■ ARTICLE FOURNI
──────
Le tribunal de Kawéni était leur objectif : ce mardi en début d’après-midi, environ 2.000 manifestants mobilisés par le collectif les Forces vives de Mayotte, né sur les barrages qui fleurissent sur l’île depuis le 22 janvier, ont convergé vers le bâtiment de justice où les attendait un important dispositif de gardes mobiles.
Regroupées devant le tribunal, les forces de l’ordre ont repoussé la tentative des manifestants de pénétrer dans l’enceinte, essuyant des jets de pierre selon nos confrères de Mayotte la 1ère et usant de gaz lacrymogène pour disperser la foule.
Dans un communiqué publié ce mardi sur ses réseaux sociaux, le collectif les Forces vives de Mayotte avait annoncé son intention de boycotter la rencontre programmée avec des élus politiques à 13 heures locales, en mettant en doute leurs « véritables intentions ».
──────
■ DONNÉES FOURNIES
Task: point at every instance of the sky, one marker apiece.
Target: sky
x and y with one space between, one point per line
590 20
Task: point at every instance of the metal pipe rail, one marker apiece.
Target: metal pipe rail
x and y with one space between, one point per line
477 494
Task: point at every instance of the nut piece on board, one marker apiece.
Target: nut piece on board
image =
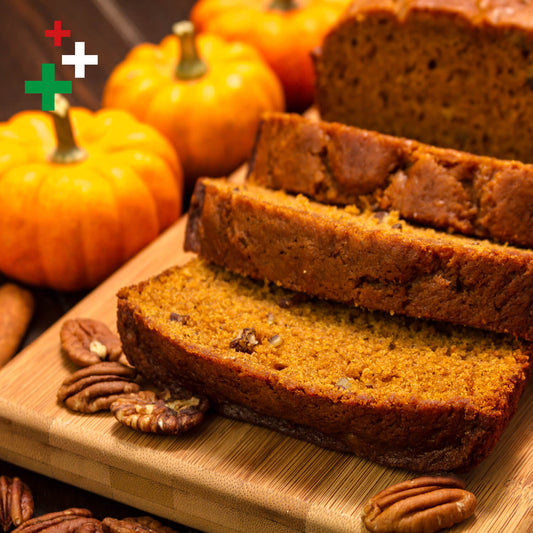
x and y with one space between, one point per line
421 505
169 416
96 387
16 309
67 521
87 342
141 524
16 503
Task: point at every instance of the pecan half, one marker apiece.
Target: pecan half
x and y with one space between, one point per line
96 387
141 524
87 342
16 502
169 416
72 520
421 505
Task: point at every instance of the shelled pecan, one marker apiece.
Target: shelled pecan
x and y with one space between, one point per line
87 342
245 341
73 520
141 524
96 387
167 415
16 502
422 505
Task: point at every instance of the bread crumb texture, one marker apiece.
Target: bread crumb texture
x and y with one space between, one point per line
328 349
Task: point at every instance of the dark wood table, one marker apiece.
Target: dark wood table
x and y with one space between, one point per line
110 28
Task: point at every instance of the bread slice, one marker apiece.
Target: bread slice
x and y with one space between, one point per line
438 187
368 259
401 392
452 74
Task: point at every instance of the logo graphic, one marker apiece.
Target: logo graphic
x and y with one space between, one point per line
48 86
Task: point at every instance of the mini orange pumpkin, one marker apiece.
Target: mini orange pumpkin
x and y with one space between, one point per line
205 94
284 31
71 215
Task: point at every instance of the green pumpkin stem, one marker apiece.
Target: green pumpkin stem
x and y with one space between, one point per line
190 65
283 5
67 151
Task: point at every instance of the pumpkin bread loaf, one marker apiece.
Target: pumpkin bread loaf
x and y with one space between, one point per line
439 187
451 74
371 259
401 392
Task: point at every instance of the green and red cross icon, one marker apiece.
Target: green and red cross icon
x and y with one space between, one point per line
48 86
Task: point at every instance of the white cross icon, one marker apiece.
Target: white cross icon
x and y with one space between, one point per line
79 59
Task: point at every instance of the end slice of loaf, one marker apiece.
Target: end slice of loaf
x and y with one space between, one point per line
368 259
401 392
443 188
453 74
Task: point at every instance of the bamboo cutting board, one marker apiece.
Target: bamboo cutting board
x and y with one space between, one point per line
226 476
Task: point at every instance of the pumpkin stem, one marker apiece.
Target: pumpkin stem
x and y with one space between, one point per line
67 151
190 65
283 5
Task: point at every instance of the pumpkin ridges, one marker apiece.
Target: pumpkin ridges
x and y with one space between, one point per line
59 238
20 258
13 155
284 38
159 178
139 220
36 130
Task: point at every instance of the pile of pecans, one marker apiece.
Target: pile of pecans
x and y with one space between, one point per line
16 516
107 382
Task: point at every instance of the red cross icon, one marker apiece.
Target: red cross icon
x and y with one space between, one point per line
57 33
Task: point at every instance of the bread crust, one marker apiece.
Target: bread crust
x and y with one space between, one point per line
443 188
417 435
326 252
452 74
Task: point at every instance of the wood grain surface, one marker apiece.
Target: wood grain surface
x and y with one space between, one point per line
225 476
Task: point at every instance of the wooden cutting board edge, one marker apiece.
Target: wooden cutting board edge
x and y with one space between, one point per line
226 506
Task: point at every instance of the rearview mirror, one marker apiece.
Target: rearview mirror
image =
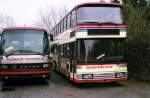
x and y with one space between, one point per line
51 37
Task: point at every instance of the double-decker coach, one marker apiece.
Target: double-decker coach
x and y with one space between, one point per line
89 43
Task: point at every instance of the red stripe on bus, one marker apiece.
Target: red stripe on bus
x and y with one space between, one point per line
24 73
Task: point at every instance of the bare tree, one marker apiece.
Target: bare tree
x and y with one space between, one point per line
50 16
6 21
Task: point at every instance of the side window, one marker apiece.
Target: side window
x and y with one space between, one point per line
68 21
73 18
62 26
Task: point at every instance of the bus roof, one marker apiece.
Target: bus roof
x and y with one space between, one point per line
25 28
96 3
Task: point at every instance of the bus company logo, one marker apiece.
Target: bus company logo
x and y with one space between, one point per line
25 59
99 66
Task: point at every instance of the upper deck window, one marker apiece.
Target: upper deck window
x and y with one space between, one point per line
100 14
30 41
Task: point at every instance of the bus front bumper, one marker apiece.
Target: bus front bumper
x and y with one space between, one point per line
99 81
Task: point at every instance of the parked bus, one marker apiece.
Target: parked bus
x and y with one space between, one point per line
24 53
89 43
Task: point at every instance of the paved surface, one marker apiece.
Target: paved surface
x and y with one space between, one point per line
59 87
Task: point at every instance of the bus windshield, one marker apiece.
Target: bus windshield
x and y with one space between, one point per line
100 15
100 50
24 41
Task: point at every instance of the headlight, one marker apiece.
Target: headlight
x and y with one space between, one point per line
25 67
21 66
45 65
5 66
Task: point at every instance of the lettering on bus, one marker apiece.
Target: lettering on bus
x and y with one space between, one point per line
99 67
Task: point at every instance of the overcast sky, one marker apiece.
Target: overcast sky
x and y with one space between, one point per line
27 11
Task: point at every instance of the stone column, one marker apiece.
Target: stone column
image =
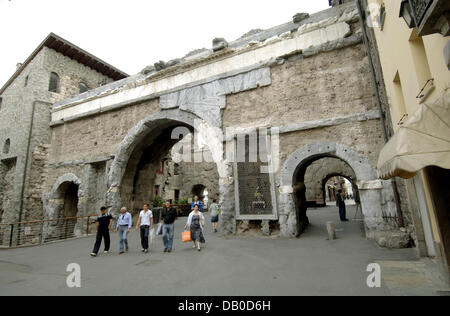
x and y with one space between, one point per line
370 194
227 205
287 214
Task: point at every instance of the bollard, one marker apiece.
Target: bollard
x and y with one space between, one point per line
331 231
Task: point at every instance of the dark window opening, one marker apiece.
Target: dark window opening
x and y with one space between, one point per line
54 83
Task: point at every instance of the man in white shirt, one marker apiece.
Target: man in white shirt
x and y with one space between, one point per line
145 224
124 224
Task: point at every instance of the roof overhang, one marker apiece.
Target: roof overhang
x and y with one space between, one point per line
72 51
422 141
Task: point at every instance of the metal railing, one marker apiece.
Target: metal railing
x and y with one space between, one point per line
43 231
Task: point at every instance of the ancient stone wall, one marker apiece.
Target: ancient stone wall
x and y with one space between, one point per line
320 170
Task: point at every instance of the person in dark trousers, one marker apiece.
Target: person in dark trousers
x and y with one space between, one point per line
168 217
197 202
145 224
341 204
124 223
104 222
196 223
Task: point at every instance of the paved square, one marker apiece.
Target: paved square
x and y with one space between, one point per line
311 265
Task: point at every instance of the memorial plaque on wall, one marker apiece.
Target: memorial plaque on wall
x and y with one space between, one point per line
254 189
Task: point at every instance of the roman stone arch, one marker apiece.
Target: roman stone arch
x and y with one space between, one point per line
370 188
324 168
65 199
148 126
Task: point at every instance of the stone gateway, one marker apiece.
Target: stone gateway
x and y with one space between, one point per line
306 84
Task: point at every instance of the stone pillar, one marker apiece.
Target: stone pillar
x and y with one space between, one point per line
227 206
287 214
370 194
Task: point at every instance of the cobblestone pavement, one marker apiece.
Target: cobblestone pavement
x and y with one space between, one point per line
240 266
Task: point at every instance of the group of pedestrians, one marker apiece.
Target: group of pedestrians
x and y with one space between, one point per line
145 224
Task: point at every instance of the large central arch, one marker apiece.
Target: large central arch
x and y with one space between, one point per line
150 125
372 191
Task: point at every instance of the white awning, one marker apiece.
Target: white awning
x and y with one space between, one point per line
422 141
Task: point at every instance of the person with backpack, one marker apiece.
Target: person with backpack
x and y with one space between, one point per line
104 222
340 202
145 224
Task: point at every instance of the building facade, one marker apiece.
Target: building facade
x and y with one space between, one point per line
270 106
417 81
49 75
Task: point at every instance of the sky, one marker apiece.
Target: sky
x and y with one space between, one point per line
131 34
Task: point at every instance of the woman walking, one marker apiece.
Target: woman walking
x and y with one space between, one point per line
196 222
214 210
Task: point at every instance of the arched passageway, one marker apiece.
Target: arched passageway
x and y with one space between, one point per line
132 177
375 197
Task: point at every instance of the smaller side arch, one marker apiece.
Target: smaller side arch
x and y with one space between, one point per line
371 195
54 204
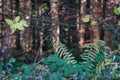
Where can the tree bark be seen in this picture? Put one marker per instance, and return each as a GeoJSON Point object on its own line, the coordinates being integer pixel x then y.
{"type": "Point", "coordinates": [54, 21]}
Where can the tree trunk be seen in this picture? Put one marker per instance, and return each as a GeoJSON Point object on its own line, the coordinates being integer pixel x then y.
{"type": "Point", "coordinates": [54, 21]}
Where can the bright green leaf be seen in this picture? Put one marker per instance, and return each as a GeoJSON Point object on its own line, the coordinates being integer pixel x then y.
{"type": "Point", "coordinates": [1, 65]}
{"type": "Point", "coordinates": [93, 22]}
{"type": "Point", "coordinates": [117, 11]}
{"type": "Point", "coordinates": [86, 18]}
{"type": "Point", "coordinates": [12, 60]}
{"type": "Point", "coordinates": [9, 21]}
{"type": "Point", "coordinates": [17, 19]}
{"type": "Point", "coordinates": [119, 23]}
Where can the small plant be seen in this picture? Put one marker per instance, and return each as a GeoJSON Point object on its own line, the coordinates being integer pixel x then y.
{"type": "Point", "coordinates": [16, 24]}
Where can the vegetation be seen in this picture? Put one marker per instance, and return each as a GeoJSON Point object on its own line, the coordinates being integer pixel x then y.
{"type": "Point", "coordinates": [60, 40]}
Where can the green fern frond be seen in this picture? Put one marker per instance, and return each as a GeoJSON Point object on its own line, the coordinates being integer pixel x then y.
{"type": "Point", "coordinates": [92, 53]}
{"type": "Point", "coordinates": [63, 52]}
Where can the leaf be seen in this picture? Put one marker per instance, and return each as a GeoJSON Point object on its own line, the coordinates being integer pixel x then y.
{"type": "Point", "coordinates": [23, 22]}
{"type": "Point", "coordinates": [12, 60]}
{"type": "Point", "coordinates": [93, 22]}
{"type": "Point", "coordinates": [86, 18]}
{"type": "Point", "coordinates": [117, 11]}
{"type": "Point", "coordinates": [9, 21]}
{"type": "Point", "coordinates": [53, 67]}
{"type": "Point", "coordinates": [17, 19]}
{"type": "Point", "coordinates": [12, 30]}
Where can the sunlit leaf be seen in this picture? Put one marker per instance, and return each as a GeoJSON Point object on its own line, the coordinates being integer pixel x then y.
{"type": "Point", "coordinates": [12, 60]}
{"type": "Point", "coordinates": [117, 11]}
{"type": "Point", "coordinates": [86, 18]}
{"type": "Point", "coordinates": [17, 19]}
{"type": "Point", "coordinates": [9, 21]}
{"type": "Point", "coordinates": [119, 23]}
{"type": "Point", "coordinates": [1, 65]}
{"type": "Point", "coordinates": [93, 22]}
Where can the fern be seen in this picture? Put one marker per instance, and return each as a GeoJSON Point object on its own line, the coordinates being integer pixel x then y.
{"type": "Point", "coordinates": [94, 54]}
{"type": "Point", "coordinates": [63, 52]}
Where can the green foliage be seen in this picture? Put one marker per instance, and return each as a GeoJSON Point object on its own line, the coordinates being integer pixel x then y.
{"type": "Point", "coordinates": [86, 18]}
{"type": "Point", "coordinates": [117, 10]}
{"type": "Point", "coordinates": [11, 61]}
{"type": "Point", "coordinates": [64, 53]}
{"type": "Point", "coordinates": [93, 22]}
{"type": "Point", "coordinates": [45, 6]}
{"type": "Point", "coordinates": [16, 24]}
{"type": "Point", "coordinates": [1, 65]}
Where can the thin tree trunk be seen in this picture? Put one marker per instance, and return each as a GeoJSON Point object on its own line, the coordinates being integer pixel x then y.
{"type": "Point", "coordinates": [54, 21]}
{"type": "Point", "coordinates": [82, 30]}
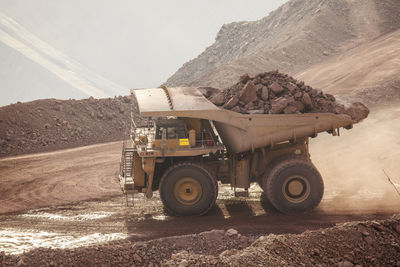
──────
■ TRAVAIL DEMANDÉ
1) Relevez, en les recopiant intégralement, toutes les lignes des entrées qui contiennent la chaîne « shirt ».
2) Poursuivez la rédaction de l'article sur la manifestation devant le tribunal de Kawéni, à Mayotte, à partir de sa dernière phrase.
Les entrées n'ont aucun lien avec l'article.

■ RÉPONSES DANS L'ORDRE
1)
Task: point at every instance of the man in white shirt, one marker apiece.
Target: man in white shirt

2)
« Les Forces vives de Mayotte estiment que résoudre le problème migratoire et son pendant insécuritaire est un préalable indispensable avant de pouvoir aborder tout autre sujet », mentionne le communiqué, qui revendique « la fin de l’Apartheid réglementaire et juridique appliqué à Mayotte » et qui réclame l’instauration d’un « état d’urgence sécuritaire ».
Si l’installation de barrages dans plusieurs communes de Grande-Terre par le collectif semble remporter l’adhésion d’une bonne partie de la population, excédée par le racket d’automobilistes et les violences quotidiennes, le blocage induit un ralentissement de l’activité économique, voire un arrêt total dans certains secteurs.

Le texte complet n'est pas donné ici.